> [Exercise prompt]: Find and copy every line in the records below that contains the word "holder". Case counts.
** Start Material supplied **
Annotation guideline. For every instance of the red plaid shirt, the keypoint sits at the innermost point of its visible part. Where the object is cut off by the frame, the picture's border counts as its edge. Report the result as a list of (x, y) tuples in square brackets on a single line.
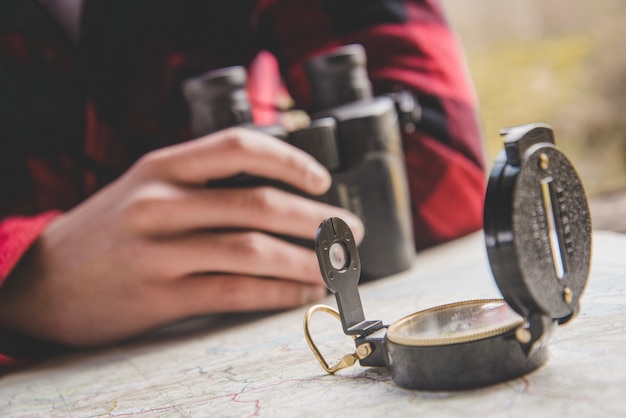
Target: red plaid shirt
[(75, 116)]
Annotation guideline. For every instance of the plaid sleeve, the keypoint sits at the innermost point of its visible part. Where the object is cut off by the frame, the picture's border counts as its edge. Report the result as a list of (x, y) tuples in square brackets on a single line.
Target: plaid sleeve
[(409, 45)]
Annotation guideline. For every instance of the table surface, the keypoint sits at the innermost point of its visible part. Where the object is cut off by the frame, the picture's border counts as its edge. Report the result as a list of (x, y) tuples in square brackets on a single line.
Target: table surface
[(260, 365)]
** End Material supplied **
** Start Material supplied **
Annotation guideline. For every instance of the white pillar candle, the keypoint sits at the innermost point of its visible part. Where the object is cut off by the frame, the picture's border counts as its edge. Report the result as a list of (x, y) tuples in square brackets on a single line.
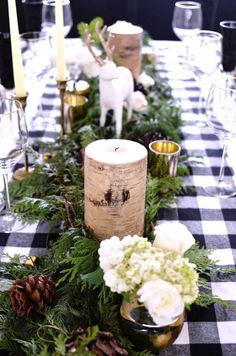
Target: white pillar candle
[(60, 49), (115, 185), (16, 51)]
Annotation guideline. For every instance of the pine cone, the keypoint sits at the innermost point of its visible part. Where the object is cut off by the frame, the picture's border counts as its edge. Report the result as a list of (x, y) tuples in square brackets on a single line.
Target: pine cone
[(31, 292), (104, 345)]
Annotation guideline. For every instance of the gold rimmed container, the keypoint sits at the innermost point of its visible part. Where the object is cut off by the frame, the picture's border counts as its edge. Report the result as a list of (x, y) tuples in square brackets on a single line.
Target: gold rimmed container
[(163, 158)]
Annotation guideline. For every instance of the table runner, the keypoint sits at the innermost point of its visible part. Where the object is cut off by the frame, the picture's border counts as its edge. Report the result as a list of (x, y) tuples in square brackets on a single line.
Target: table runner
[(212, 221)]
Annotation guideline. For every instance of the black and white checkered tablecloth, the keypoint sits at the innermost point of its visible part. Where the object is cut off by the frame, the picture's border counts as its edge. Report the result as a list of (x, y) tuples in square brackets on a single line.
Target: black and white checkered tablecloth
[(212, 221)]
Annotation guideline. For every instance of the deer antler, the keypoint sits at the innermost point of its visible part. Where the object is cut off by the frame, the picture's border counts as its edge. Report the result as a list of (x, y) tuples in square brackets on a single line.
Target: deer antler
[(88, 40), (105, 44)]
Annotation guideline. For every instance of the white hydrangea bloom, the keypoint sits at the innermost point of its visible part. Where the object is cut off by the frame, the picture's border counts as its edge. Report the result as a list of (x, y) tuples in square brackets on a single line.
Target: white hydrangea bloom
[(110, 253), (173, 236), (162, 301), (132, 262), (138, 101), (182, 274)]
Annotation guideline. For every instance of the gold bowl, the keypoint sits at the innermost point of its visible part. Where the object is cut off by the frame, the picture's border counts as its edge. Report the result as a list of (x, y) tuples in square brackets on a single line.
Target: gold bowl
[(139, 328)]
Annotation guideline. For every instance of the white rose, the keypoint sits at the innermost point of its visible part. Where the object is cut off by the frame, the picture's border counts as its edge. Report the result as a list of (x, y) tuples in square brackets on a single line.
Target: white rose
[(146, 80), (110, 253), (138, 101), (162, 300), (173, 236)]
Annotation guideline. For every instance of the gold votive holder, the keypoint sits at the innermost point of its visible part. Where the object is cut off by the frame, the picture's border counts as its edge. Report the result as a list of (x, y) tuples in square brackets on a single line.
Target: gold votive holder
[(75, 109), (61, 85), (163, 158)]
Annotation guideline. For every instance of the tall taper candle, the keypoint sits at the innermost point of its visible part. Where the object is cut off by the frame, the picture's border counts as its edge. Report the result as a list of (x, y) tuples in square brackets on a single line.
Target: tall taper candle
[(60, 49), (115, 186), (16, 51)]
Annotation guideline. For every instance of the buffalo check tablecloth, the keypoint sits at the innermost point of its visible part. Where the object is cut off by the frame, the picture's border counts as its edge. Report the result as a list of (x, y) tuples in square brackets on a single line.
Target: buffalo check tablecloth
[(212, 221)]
** End Material supplied **
> [Answer to this problem]:
Annotation guideline. For every instance of the gold votive holder, the keypoint sits at the innermost point of its visible part. Where the object is cut off by the frame, the picture's border counts as its edge. Report the result as a list of (x, y) tuples in square brackets on a single line.
Target: gold votive holder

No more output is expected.